HOW TO COMPLETE THIS TASK
In the news item below about the novel Cromwell's Folly, which police force is detective Sam Lagarde a member of?

EXERCISE PASSAGE START

Cromwell’s Folly, the first of Fite’s dark murder mystery series, published by Black Opal Books

CHARLES TOWN, W.Va. - Award winning writer and editor Ginny Friedlander Fite’s latest novel, Cromwell’s Folly, was published by Black Opal Books and is available at booksellers nationwide. The novel is the first of a murder mystery series featuring detective Sam Lagarde, a member of the West Virginia State Police based near Charles Town.
       
The novel centers around the murder of Ben Cromwell, a handsome, sexy and ruthless man who keeps a stable of women whom he promptly discards. When Detective Lagarde is called to the scene of his homicide, he instantly surmises the force he is facing is far beyond what he’s dealt with before. A head in dumpster and a pinky finger with an emerald/diamond ring attached is all he has to go by. Doggedly following lead after lead, Lagarde stumbles upon five women who all have one thing in common…Cromwell.

EXERCISE PASSAGE END
INFORMATION PROVIDED START

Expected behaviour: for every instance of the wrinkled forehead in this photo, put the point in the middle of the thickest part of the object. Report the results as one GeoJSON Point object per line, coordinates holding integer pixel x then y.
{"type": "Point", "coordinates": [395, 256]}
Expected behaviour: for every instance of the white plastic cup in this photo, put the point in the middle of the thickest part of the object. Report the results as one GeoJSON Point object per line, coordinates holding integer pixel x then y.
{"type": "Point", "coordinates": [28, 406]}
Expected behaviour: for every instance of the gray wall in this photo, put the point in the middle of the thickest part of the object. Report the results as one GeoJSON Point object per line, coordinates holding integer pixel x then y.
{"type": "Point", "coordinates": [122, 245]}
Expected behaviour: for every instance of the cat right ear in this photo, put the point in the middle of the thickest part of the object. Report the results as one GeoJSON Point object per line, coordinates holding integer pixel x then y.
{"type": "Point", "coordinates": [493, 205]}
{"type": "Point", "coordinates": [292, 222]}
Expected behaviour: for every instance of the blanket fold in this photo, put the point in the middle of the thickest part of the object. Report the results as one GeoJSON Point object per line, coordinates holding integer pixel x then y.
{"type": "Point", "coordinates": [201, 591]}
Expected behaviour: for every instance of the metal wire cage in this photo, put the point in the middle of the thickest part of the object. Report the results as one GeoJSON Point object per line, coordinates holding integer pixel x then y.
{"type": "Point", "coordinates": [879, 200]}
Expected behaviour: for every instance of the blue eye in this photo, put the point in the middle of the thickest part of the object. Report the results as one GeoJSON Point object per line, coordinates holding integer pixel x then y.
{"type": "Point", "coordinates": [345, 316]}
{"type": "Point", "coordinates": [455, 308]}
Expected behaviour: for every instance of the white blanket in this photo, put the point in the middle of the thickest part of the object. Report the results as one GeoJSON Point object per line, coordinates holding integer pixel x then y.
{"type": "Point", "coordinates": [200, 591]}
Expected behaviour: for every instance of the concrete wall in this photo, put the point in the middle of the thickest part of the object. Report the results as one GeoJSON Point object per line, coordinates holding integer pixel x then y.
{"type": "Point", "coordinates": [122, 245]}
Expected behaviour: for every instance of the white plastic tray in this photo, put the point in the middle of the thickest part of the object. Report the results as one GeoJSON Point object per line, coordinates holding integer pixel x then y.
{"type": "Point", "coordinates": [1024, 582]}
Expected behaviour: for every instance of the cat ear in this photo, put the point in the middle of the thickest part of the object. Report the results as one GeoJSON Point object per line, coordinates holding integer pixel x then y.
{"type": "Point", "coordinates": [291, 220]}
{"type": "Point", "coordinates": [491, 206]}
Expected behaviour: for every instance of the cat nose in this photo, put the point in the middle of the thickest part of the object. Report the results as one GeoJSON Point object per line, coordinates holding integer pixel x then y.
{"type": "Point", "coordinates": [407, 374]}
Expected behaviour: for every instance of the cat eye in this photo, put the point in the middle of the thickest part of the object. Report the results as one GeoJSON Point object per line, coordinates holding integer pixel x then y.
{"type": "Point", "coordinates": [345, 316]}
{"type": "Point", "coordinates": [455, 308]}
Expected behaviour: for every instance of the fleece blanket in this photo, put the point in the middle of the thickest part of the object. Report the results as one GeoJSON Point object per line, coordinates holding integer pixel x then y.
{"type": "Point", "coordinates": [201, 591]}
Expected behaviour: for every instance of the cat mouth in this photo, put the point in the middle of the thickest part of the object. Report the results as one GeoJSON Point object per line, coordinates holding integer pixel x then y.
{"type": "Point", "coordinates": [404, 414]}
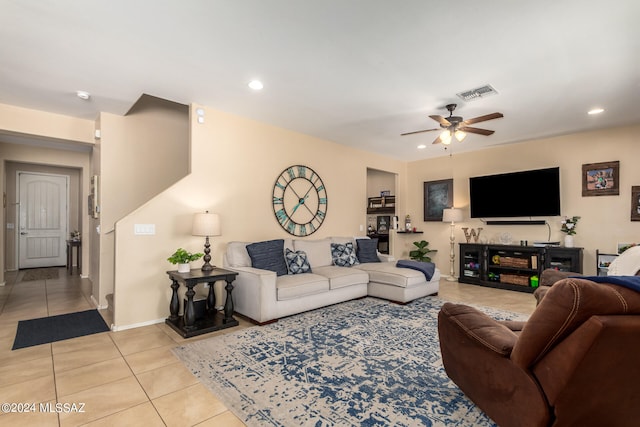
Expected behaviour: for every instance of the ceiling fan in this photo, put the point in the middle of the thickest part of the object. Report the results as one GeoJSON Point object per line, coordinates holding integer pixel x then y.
{"type": "Point", "coordinates": [456, 126]}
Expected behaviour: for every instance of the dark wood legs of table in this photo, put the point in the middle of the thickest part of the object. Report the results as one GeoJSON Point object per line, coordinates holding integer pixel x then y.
{"type": "Point", "coordinates": [188, 325]}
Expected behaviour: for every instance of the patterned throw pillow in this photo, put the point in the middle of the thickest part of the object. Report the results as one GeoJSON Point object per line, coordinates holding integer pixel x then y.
{"type": "Point", "coordinates": [343, 255]}
{"type": "Point", "coordinates": [297, 261]}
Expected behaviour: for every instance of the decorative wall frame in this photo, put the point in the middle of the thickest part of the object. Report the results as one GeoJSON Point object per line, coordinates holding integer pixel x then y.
{"type": "Point", "coordinates": [635, 203]}
{"type": "Point", "coordinates": [438, 195]}
{"type": "Point", "coordinates": [601, 179]}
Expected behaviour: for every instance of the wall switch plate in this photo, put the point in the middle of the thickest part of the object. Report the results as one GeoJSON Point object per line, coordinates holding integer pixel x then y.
{"type": "Point", "coordinates": [144, 229]}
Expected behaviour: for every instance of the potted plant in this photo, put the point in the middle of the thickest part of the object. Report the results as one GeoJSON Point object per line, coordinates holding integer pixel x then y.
{"type": "Point", "coordinates": [420, 254]}
{"type": "Point", "coordinates": [183, 258]}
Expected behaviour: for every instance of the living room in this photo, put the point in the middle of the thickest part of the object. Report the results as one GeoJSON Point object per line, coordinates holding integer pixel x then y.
{"type": "Point", "coordinates": [242, 199]}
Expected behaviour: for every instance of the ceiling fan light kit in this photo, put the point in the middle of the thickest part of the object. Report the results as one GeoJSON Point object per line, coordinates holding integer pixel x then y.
{"type": "Point", "coordinates": [457, 126]}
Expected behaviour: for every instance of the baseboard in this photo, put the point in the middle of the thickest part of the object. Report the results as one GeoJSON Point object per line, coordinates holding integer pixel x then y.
{"type": "Point", "coordinates": [517, 222]}
{"type": "Point", "coordinates": [115, 328]}
{"type": "Point", "coordinates": [98, 306]}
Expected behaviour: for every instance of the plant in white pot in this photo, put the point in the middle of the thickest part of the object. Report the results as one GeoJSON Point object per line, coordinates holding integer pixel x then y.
{"type": "Point", "coordinates": [183, 258]}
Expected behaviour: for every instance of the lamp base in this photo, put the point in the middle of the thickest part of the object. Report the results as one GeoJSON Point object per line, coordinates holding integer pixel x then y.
{"type": "Point", "coordinates": [207, 267]}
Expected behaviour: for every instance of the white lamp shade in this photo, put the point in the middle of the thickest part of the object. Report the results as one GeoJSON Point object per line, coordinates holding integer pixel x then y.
{"type": "Point", "coordinates": [206, 224]}
{"type": "Point", "coordinates": [451, 215]}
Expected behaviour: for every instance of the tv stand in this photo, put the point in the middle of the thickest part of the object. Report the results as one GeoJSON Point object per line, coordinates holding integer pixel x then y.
{"type": "Point", "coordinates": [512, 267]}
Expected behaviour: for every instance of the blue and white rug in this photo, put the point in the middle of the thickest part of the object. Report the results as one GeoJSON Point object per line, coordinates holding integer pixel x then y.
{"type": "Point", "coordinates": [361, 363]}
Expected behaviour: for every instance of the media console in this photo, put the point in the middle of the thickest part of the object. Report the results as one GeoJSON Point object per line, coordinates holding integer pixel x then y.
{"type": "Point", "coordinates": [511, 267]}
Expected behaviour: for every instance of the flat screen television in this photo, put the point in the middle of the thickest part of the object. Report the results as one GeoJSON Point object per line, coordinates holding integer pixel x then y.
{"type": "Point", "coordinates": [516, 194]}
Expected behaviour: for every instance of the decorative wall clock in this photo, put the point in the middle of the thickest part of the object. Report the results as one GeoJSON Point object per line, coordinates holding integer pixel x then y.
{"type": "Point", "coordinates": [299, 200]}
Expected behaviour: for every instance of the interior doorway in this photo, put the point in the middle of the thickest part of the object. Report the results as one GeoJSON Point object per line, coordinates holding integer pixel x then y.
{"type": "Point", "coordinates": [43, 220]}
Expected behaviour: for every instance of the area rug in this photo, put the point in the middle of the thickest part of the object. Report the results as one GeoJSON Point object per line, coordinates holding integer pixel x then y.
{"type": "Point", "coordinates": [57, 328]}
{"type": "Point", "coordinates": [40, 274]}
{"type": "Point", "coordinates": [366, 362]}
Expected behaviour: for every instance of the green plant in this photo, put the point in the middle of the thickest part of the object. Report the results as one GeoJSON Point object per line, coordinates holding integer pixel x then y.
{"type": "Point", "coordinates": [420, 254]}
{"type": "Point", "coordinates": [569, 225]}
{"type": "Point", "coordinates": [181, 256]}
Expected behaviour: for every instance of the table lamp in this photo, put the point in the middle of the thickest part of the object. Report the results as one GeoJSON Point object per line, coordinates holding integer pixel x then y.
{"type": "Point", "coordinates": [452, 215]}
{"type": "Point", "coordinates": [206, 224]}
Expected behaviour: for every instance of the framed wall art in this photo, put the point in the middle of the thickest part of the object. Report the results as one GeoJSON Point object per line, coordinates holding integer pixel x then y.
{"type": "Point", "coordinates": [635, 203]}
{"type": "Point", "coordinates": [438, 195]}
{"type": "Point", "coordinates": [601, 179]}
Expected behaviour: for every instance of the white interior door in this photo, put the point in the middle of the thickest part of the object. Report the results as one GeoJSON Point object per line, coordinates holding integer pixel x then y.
{"type": "Point", "coordinates": [43, 219]}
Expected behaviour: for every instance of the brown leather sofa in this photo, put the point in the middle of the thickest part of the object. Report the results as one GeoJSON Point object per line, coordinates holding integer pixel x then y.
{"type": "Point", "coordinates": [575, 362]}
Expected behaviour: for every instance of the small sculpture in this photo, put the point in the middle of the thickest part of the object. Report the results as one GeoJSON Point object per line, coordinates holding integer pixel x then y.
{"type": "Point", "coordinates": [472, 233]}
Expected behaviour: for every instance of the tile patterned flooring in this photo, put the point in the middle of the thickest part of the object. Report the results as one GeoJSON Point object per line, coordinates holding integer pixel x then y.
{"type": "Point", "coordinates": [128, 377]}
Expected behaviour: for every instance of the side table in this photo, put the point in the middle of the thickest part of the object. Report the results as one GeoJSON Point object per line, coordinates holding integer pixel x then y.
{"type": "Point", "coordinates": [187, 325]}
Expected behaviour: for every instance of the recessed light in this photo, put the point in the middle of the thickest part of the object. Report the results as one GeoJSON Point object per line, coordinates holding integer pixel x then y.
{"type": "Point", "coordinates": [83, 95]}
{"type": "Point", "coordinates": [256, 84]}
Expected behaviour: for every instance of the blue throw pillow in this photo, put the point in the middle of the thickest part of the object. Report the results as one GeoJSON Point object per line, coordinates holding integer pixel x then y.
{"type": "Point", "coordinates": [367, 250]}
{"type": "Point", "coordinates": [343, 255]}
{"type": "Point", "coordinates": [268, 255]}
{"type": "Point", "coordinates": [297, 261]}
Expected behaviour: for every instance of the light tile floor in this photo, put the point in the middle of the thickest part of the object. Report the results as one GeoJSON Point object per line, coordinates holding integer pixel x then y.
{"type": "Point", "coordinates": [128, 377]}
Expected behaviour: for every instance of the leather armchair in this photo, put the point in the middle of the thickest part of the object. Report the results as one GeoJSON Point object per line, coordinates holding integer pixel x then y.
{"type": "Point", "coordinates": [575, 362]}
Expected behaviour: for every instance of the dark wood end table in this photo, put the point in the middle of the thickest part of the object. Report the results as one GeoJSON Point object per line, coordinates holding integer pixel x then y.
{"type": "Point", "coordinates": [187, 325]}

INFORMATION PROVIDED END

SOLUTION
The West Virginia State Police.